**DOCUMENT:**

"""

Exploration vs Exploitation

Every MCTS playout faces the same tension: go deeper on the best-looking branch (exploit) or try something less visited (explore). Get this balance wrong and the search either fixates on a local optimum or wastes visits on dead ends.

This library exposes five independent mechanisms that control the explore/exploit tradeoff. Each operates at a different stage of the search. Understanding how they interact is the difference between a search that converges in 1,000 playouts and one that needs 100,000.

The bandit problem

A gambler faces k slot machines with unknown payout distributions. Each pull yields a reward drawn from the machine's distribution. The gambler wants to maximize cumulative reward over n pulls.

The formal measure of failure is regret: the difference between the reward you accumulated and the reward you would have accumulated had you always pulled the best arm. A strategy with zero regret pulls the best arm every time, which is impossible since you do not know which arm is best.

Lai and Robbins (1985) proved that no strategy can achieve regret growing slower than O(ln n). Any strategy that explores less will eventually be trapped on a suboptimal arm. Any strategy that explores more wastes pulls unnecessarily.

UCB1 and optimism

UCB1 achieves the optimal O(ln n) regret bound with a simple principle: be optimistic in the face of uncertainty.

For each arm, compute an upper confidence bound on its true mean. Select the arm whose upper bound is highest. If an arm has been pulled many times, its confidence interval is tight and the bound is close to the empirical mean. If an arm has been pulled few times, the interval is wide and the bound is high -- optimistically assuming it might be good.

Why does optimism work? A pessimistic strategy would avoid uncertain arms, potentially never discovering a better option. A realistic strategy (estimating the true mean) would also avoid uncertain arms because the estimate is noisy and likely too low with few samples. Optimism breaks the deadlock: it over-estimates uncertain arms, ensuring they get tried. Once tried, the estimate improves and the arm is either confirmed as good (kept) or revealed as bad (abandoned). The worst case is a few wasted pulls on bad arms -- logarithmically many, as Auer et al. proved.

The exploration term C * sqrt(ln(N) / n(a)) is the width of the confidence interval. It grows logarithmically with total pulls (so rarely-pulled arms eventually get tried) and shrinks with the square root of the arm's pull count (so frequently-pulled arms need strong evidence to justify continued exploration).

The exploration constant C

C scales the entire exploration term. It is the single most important hyperparameter in MCTS.

Low C (0.1-0.5): The search exploits aggressively. It finds the best-looking move quickly and pours visits into it. Good when the evaluation signal is reliable and the branching factor is small. Risk: the search misses a strong move that initially looks mediocre because it never gets enough visits to reveal its true value.

High C (1.5-3.0): The search explores broadly. It distributes visits more evenly across children, giving every move a fair hearing. Good when the evaluation signal is noisy or the branching factor is large. Risk: the search spreads too thin, never investing enough visits in any single move to read out a deep tactical line.

"""

**EXERCISE DIRECTIONS:** Please explain, in one to three sentences, why being optimistic about uncertain arms works better than a pessimistic or realistic approach, according to the exploration vs. exploitation text. Base your answers only on the exploration vs. exploitation text.

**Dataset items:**
"""

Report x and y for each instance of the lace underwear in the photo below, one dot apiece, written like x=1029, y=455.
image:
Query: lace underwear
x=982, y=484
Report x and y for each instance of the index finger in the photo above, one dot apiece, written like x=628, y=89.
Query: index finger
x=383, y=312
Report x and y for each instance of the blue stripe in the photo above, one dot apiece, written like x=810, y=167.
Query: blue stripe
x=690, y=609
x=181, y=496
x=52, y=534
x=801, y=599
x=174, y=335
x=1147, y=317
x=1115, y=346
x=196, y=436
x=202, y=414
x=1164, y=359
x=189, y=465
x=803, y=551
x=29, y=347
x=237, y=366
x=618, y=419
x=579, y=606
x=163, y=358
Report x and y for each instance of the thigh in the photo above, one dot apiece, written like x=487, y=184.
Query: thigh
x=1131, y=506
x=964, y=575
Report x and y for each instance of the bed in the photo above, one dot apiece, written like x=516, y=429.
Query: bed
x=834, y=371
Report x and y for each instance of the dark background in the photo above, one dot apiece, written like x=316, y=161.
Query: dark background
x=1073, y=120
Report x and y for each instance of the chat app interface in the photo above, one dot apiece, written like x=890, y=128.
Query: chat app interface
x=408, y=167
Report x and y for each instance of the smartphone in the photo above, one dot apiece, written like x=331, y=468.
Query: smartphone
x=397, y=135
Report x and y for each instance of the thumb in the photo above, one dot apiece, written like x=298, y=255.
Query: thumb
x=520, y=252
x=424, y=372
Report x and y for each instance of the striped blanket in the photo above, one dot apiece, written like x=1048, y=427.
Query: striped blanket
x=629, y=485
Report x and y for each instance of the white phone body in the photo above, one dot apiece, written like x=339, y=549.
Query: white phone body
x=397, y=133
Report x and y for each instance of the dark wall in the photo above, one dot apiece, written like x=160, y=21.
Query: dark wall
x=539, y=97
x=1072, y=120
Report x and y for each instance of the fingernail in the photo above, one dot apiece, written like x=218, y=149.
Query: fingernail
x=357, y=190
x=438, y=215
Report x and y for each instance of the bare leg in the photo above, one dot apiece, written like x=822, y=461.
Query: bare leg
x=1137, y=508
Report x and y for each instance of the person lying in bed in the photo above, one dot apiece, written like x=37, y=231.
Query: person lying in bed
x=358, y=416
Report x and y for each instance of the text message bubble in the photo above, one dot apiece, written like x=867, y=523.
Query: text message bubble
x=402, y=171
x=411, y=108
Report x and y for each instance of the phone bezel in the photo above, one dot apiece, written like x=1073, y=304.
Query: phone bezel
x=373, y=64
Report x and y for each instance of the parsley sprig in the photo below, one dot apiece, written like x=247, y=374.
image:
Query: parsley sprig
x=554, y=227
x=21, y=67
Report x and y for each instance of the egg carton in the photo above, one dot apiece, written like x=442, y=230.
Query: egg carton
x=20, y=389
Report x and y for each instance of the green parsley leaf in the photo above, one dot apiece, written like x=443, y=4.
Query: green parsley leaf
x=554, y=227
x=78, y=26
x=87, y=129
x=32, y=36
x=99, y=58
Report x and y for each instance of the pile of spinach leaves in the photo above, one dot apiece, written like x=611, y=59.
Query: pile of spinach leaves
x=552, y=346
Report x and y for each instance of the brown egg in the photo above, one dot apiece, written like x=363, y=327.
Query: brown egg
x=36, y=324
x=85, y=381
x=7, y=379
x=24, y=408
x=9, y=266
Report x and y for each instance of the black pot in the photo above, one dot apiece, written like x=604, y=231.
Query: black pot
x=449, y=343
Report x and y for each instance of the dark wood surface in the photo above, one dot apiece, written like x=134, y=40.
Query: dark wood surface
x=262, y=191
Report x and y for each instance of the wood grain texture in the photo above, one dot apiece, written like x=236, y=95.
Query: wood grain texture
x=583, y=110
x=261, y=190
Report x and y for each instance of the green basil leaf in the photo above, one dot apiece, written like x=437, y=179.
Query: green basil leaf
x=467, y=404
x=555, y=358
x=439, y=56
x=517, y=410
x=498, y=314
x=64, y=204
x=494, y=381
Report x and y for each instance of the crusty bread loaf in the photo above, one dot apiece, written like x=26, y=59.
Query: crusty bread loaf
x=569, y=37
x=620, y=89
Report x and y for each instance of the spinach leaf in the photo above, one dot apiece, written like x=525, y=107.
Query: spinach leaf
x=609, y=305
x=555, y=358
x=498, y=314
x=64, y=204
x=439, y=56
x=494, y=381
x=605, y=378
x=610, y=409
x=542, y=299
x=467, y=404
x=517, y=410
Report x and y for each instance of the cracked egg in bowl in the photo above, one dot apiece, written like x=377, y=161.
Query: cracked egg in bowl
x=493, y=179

"""

**OUTPUT BELOW:** A pessimistic strategy avoids uncertain arms and may never discover a better option. A realistic strategy also avoids them, because its estimate from few samples is noisy and likely too low. Optimism over-estimates uncertain arms so they get tried, and the improved estimate then confirms each one as good or reveals it as bad, at a cost of only logarithmically many wasted pulls on bad arms.